#### Material provided ####
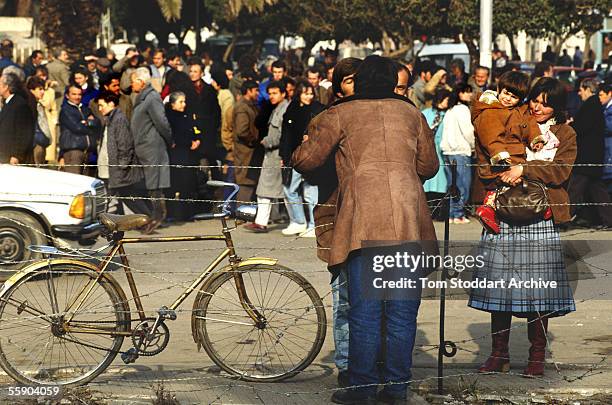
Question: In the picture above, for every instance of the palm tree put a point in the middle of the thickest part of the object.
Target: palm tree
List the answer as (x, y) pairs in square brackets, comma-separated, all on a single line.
[(70, 25)]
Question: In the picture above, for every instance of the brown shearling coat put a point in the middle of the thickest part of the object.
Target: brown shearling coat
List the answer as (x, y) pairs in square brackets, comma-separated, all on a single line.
[(246, 138), (384, 150), (555, 175), (501, 129)]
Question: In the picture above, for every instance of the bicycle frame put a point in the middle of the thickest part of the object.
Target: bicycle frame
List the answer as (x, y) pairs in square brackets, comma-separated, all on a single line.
[(118, 248)]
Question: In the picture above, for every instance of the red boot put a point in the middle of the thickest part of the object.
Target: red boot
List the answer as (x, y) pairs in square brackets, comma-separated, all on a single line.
[(499, 360), (536, 331), (488, 219)]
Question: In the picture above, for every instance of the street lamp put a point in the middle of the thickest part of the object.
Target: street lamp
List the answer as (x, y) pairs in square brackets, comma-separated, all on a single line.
[(486, 32)]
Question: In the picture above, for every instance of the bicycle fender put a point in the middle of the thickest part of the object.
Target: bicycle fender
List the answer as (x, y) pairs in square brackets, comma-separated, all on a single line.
[(45, 263), (247, 262)]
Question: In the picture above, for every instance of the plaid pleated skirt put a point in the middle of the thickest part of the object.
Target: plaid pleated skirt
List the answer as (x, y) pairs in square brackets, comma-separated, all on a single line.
[(529, 261)]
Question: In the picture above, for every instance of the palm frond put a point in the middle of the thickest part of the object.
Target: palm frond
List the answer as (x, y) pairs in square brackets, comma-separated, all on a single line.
[(252, 6), (171, 9)]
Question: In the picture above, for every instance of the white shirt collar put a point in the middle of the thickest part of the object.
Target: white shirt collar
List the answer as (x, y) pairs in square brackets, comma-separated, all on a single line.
[(71, 103)]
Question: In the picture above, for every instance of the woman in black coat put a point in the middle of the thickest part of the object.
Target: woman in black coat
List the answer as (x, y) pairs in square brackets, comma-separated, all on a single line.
[(183, 181), (302, 109)]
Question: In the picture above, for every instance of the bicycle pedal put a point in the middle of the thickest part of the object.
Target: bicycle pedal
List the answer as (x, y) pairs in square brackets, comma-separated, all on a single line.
[(130, 356), (167, 313)]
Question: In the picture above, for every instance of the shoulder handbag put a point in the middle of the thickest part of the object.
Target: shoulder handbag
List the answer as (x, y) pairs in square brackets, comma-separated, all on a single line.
[(522, 203)]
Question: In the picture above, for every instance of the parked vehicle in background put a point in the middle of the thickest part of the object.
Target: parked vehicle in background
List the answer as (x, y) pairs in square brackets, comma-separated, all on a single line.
[(217, 46), (443, 54), (42, 207)]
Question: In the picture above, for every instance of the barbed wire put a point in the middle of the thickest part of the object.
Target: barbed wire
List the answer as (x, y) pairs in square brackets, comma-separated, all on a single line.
[(591, 369), (533, 163)]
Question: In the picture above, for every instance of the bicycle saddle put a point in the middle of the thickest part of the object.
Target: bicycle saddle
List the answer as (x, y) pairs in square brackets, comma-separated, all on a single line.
[(118, 223)]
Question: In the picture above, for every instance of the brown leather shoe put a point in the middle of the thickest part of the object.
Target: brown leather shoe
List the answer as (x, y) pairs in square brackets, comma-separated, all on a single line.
[(151, 227), (253, 227)]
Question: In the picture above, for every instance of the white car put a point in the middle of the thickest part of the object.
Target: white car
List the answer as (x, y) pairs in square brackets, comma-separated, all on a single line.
[(43, 207)]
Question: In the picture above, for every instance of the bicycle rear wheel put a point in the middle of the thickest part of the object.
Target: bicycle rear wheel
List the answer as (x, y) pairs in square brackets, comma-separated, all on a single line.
####
▸ Task prompt
Looking at the entries above, copy out every line in which "shearling" occurs.

▸ Response to the task
Question: In the picture above, for every instance of the brown shearling coat put a point in the middle of the thickest part of the object.
Target: brown shearling coat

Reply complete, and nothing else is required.